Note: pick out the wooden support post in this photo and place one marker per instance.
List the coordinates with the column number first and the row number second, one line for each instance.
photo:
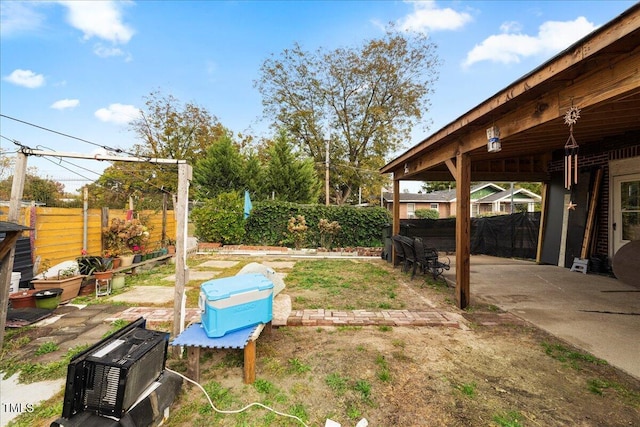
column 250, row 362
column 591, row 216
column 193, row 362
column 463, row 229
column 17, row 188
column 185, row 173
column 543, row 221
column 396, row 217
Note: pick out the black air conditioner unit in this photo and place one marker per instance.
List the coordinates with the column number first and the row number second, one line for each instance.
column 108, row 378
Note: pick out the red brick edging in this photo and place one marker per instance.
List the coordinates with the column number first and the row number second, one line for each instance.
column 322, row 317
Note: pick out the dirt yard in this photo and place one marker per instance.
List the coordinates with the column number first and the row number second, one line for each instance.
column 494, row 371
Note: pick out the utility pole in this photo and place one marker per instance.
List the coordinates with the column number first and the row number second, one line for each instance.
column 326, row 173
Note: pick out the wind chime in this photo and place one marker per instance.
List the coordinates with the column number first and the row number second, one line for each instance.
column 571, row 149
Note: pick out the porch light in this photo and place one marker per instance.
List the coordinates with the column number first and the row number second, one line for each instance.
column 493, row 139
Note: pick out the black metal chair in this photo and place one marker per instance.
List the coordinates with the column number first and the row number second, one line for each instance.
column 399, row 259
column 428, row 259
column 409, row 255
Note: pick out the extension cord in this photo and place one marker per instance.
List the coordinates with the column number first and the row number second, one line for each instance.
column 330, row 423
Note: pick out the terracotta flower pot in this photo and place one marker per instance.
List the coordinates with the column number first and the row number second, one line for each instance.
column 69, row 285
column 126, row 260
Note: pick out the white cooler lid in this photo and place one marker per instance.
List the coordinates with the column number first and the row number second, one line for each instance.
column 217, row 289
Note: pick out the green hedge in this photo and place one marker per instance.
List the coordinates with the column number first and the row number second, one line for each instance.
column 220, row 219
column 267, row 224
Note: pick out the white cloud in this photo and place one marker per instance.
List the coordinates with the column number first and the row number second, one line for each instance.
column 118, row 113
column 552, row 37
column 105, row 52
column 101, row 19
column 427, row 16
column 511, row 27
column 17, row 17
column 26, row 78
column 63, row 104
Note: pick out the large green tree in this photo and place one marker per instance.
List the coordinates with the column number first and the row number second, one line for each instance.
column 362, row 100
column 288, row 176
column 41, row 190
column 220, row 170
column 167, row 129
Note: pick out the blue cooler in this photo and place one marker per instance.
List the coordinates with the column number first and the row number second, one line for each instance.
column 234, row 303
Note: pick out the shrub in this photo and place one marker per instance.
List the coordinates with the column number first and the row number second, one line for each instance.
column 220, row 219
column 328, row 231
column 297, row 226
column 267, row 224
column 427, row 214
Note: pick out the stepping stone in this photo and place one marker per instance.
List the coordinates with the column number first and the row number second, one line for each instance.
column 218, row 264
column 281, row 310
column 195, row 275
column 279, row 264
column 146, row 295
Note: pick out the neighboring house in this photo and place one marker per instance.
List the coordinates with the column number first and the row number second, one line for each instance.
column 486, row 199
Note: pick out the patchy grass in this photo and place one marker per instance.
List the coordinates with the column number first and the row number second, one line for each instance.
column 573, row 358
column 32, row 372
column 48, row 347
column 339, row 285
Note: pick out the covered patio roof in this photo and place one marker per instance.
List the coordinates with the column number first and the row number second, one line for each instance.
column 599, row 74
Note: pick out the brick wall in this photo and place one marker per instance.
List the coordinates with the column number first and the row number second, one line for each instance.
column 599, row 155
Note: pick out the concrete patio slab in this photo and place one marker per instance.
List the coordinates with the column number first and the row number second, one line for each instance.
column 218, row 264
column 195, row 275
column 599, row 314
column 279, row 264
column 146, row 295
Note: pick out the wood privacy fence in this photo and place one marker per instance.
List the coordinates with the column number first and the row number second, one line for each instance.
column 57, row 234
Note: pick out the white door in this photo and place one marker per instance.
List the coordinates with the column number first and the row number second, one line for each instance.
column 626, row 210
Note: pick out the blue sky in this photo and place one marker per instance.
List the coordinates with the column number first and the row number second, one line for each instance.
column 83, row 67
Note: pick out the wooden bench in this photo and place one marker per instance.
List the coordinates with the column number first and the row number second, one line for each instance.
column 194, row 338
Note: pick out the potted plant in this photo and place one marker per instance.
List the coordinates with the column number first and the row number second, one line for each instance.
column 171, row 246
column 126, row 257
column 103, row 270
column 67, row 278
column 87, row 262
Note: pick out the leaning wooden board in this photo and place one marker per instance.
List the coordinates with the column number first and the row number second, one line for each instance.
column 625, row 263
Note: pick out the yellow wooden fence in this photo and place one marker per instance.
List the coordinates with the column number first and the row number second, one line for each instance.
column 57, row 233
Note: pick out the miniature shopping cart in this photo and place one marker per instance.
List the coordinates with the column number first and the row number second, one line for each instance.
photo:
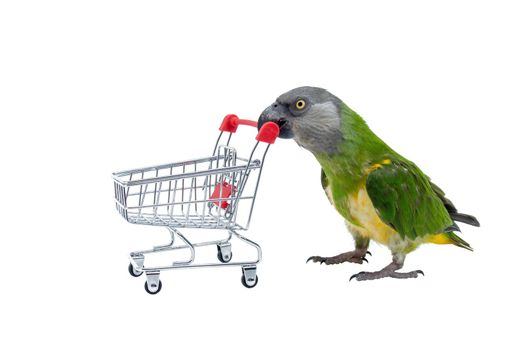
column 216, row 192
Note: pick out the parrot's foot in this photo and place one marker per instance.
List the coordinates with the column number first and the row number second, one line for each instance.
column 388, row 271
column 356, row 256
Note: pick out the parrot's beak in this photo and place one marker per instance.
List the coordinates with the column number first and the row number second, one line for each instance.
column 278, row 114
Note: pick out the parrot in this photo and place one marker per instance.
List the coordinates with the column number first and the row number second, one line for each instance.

· · · · · · ·

Task directions.
Could you copy the listing above line for line, leaving out the pictures?

Worked answer.
Note: pick out the wooden support post in this photo and place one marker per instance.
List the coordinates with the column number first and the row number second, one line for each instance.
photo:
column 250, row 362
column 591, row 216
column 193, row 362
column 463, row 229
column 17, row 188
column 185, row 173
column 543, row 221
column 396, row 217
Note: pick out the black air conditioner unit in this photo and place one marker per instance.
List the coordinates with the column number first and the row number second, one line for each instance.
column 108, row 378
Note: pick out the red brick edging in this photo and place one marker per instance.
List the coordinates with the column number first and the row number second, one line for each instance.
column 322, row 317
Note: pick out the dirt yard in this photo and place one marker per instance.
List the coordinates with the column number first and the row number second, one line for each instance.
column 494, row 371
Note: pick out the utility pole in this photo and place one marker per instance.
List the coordinates with the column number first and the row number second, one line for each instance.
column 326, row 173
Note: pick out the wind chime in this photo and place one marker per instance.
List the coordinates with the column number first and the row number second, one line for each instance.
column 571, row 149
Note: pick out the porch light in this photo and place one marker per instance.
List the coordinates with the column number first and the row number second, one line for each instance.
column 493, row 139
Note: pick out the black metal chair in this photo and place one marker per instance.
List the coordinates with the column number first and the row number second, one line for each instance.
column 399, row 259
column 428, row 259
column 409, row 255
Note: pick out the extension cord in this photo and place one marker per instance.
List the coordinates with the column number first and the row number second, one line for each instance.
column 330, row 423
Note: pick out the terracotta flower pot in this photo and place one marker per instance.
List the coordinates with the column number first and the row number second, one line for each instance.
column 69, row 285
column 126, row 260
Note: pick out the white cooler lid in this photo and place one marker per instance.
List the coordinates with the column number first and the row number second, one line for each instance.
column 217, row 289
Note: pick out the green hedge in this photo and place one marker per instance.
List the coordinates with the column number first and the row number second, one line for each instance.
column 220, row 219
column 267, row 224
Note: pick out the white cloud in this photo and place one marker per instance.
List the coordinates with the column number first and the row number second, one line for each instance.
column 118, row 113
column 552, row 37
column 105, row 52
column 101, row 19
column 427, row 16
column 511, row 27
column 17, row 17
column 26, row 78
column 63, row 104
Note: pick out the large green tree in this photo and place one marker per instance.
List the coordinates with the column number first and the row number second, one line for each instance.
column 362, row 100
column 288, row 176
column 41, row 190
column 220, row 170
column 167, row 129
Note: pick out the blue cooler in this photo and place one marker per instance.
List the coordinates with the column number first and the row number second, one line for each instance.
column 234, row 303
Note: pick out the shrub in this photo and place one marker per instance.
List the coordinates with the column number first and the row number second, one line for each instance.
column 220, row 219
column 328, row 231
column 297, row 226
column 267, row 224
column 427, row 214
Note: pick out the stepping stone in this photo and place one marker per instance.
List the coordinates with the column number first and the row number second, one line for each instance.
column 218, row 264
column 281, row 310
column 195, row 275
column 279, row 264
column 146, row 295
Note: pick out the neighboring house in this photo and place one marker per instance.
List the coordinates with the column number first and the row number second, one line for each instance.
column 486, row 199
Note: pick out the patchy grass in this photo and place one marker per instance.
List the coordinates with the column number first and the row number second, one line for each instance.
column 573, row 358
column 32, row 372
column 48, row 347
column 339, row 285
Note: pick out the covered patio roof in this photo and place one marker per instance.
List the coordinates with the column number first and the row number second, one line for each instance.
column 599, row 74
Note: pick out the brick wall in this photo and place one marker per instance.
List the coordinates with the column number first and the row number second, one line for each instance.
column 599, row 155
Note: pick out the concrete patio slab in this photo and place one marker per instance.
List the coordinates with the column number first and the row number second, one line for each instance.
column 218, row 264
column 195, row 275
column 599, row 314
column 279, row 264
column 146, row 295
Note: pick out the wood privacy fence in this photo and place one marker per instance.
List the coordinates with the column number first and the row number second, one line for each instance.
column 57, row 234
Note: pick out the white door in this photo and place one marker per instance.
List the coordinates with the column number first and the row number second, one line for each instance.
column 626, row 210
Note: pick out the blue sky in this photo and place one marker per instance.
List the coordinates with the column number first and the row number second, one line for each instance.
column 83, row 67
Note: pick out the wooden bench in this photo and place one marker per instance.
List the coordinates with the column number first and the row number second, one line for each instance.
column 194, row 338
Note: pick out the potted plant in this photo and place one marker per instance.
List the coordinates with the column number first and the row number second, one line for each instance.
column 171, row 246
column 126, row 257
column 103, row 270
column 67, row 278
column 87, row 262
Note: pick out the leaning wooden board in this photo and place one marker per instance.
List the coordinates with the column number first and the row number second, one line for each instance.
column 625, row 263
Note: pick out the yellow wooden fence in this photo and place one marker per instance.
List the coordinates with the column number first and the row number second, one line for each instance.
column 57, row 233
Note: pick out the miniature shopping cart in this photo and place one marker per instance.
List the coordinates with the column number first and the row number second, one line for each instance.
photo:
column 216, row 192
Note: pick out the parrot's foot in this photo and place one marker per instance.
List the coordinates with the column number first and the row number second, one line for each instance.
column 388, row 271
column 356, row 256
Note: pick out the parrot's beak in this photo and place one marker per instance.
List the coordinates with the column number first and the row number second, one line for each instance.
column 278, row 114
Note: pick out the parrot in this photo and place one marker per instance.
List the coordinates with the column number first and the row number second, one line for each instance.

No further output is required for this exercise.